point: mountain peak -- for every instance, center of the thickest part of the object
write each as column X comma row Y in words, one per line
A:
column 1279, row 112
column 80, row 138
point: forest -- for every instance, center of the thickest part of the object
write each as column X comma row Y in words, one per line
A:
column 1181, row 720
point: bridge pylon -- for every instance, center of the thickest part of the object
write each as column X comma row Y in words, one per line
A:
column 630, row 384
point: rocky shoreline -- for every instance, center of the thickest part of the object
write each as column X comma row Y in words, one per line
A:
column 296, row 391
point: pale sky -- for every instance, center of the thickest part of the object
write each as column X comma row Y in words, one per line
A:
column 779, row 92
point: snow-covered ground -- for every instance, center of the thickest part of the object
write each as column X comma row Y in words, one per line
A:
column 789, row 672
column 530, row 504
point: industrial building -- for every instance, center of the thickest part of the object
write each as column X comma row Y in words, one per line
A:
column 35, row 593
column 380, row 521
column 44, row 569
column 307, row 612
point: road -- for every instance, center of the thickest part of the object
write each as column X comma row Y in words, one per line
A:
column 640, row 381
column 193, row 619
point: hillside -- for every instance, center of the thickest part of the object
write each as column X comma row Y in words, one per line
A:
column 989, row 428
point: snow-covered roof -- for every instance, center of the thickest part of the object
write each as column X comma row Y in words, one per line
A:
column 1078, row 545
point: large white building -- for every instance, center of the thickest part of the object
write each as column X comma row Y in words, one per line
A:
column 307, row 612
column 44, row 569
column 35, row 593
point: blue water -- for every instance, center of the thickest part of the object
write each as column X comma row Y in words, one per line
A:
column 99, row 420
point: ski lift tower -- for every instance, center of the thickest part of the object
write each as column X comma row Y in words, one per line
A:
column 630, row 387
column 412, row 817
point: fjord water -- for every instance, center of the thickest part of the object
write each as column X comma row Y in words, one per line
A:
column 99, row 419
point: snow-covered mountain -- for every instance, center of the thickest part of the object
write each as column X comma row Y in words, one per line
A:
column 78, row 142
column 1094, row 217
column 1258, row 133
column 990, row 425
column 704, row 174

* * * * * * *

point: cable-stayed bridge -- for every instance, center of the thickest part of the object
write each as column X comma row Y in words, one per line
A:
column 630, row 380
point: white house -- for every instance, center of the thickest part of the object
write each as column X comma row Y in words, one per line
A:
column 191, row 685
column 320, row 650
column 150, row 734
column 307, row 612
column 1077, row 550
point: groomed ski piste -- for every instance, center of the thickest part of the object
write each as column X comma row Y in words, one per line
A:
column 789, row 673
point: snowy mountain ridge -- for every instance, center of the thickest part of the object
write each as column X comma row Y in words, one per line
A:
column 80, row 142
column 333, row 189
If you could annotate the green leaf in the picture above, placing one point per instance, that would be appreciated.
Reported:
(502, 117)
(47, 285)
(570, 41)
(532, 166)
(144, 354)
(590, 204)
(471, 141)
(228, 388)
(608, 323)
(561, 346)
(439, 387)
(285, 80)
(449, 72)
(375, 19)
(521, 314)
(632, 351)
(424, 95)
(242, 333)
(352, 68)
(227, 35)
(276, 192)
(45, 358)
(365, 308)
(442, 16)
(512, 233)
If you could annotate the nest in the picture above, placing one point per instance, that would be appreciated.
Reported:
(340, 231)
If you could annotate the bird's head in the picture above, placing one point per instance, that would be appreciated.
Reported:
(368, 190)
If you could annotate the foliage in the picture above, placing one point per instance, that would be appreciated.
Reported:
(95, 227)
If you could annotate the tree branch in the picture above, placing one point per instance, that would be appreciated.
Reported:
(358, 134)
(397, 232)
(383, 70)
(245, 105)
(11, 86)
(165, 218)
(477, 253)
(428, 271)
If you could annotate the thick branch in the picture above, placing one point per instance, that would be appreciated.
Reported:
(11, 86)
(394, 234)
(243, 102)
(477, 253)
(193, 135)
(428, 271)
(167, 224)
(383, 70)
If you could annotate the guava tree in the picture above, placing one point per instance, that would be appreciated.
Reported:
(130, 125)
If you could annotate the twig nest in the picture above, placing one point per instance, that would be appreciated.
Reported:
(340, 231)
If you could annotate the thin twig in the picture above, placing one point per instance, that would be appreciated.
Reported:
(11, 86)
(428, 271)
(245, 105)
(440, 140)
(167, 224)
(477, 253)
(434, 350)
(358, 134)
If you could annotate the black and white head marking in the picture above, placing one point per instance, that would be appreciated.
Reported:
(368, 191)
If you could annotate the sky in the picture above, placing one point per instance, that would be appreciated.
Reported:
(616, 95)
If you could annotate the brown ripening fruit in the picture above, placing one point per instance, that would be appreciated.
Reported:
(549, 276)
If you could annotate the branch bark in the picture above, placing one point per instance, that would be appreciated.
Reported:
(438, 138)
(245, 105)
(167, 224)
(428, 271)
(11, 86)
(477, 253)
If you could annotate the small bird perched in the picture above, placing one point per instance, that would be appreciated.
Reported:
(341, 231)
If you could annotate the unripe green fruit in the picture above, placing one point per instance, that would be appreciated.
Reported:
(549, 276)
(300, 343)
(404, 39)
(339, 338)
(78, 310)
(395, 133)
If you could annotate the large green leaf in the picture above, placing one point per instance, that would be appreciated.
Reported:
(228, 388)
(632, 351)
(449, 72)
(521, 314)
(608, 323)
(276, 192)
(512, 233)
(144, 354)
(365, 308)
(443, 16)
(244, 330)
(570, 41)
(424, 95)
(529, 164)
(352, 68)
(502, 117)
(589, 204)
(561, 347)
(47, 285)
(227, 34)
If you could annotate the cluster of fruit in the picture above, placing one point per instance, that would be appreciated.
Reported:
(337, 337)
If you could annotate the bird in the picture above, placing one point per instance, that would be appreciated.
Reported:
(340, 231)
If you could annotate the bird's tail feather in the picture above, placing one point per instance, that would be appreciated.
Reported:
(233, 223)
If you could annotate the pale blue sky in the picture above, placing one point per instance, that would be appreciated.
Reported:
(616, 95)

* * * * * * *

# Requirement
Render the lines of the material above as a Markdown table with columns "No." and "Text", starting with the line that contains "point: hillside -- for" and going on through the line that contains "column 704, row 174", with one numbered row per line and no rows for blank lines.

# Answer below
| No. | Text |
|---|---|
| 1 | point: hillside -- for every instance, center of the thickest part of the object |
| 2 | write each as column X comma row Y in words, one per line |
| 3 | A: |
| 4 | column 989, row 428 |
| 5 | point: snow-covered roof -- for every instance, center of the thickest part of the object |
| 6 | write each as column X comma row Y in words, one per line |
| 7 | A: |
| 8 | column 1078, row 545 |
| 9 | point: large white building -- for every instance, center of the thickest part of the object |
| 10 | write each as column X comma row Y in words, one per line |
| 11 | A: |
| 12 | column 307, row 612 |
| 13 | column 44, row 569 |
| 14 | column 35, row 593 |
| 15 | point: blue water -- for every instance, center of the thickest part of the object |
| 16 | write each as column X comma row Y in words, one per line |
| 17 | A: |
| 18 | column 99, row 420 |
| 19 | point: ski lift tower -- for every instance, center of the thickest part of the object |
| 20 | write each as column X comma row Y in words, one per line |
| 21 | A: |
| 22 | column 630, row 387 |
| 23 | column 412, row 817 |
| 24 | point: fjord water -- for every instance, center of the thickest part of the object |
| 25 | write each as column X comma row Y in words, one per line |
| 26 | A: |
| 27 | column 99, row 419 |
| 28 | point: snow-covered mountain -- for every instance, center of the thickest part of the object |
| 29 | write each as column X comma row Y in words, one per line |
| 30 | A: |
| 31 | column 78, row 142 |
| 32 | column 1094, row 217 |
| 33 | column 1258, row 133 |
| 34 | column 990, row 425 |
| 35 | column 704, row 174 |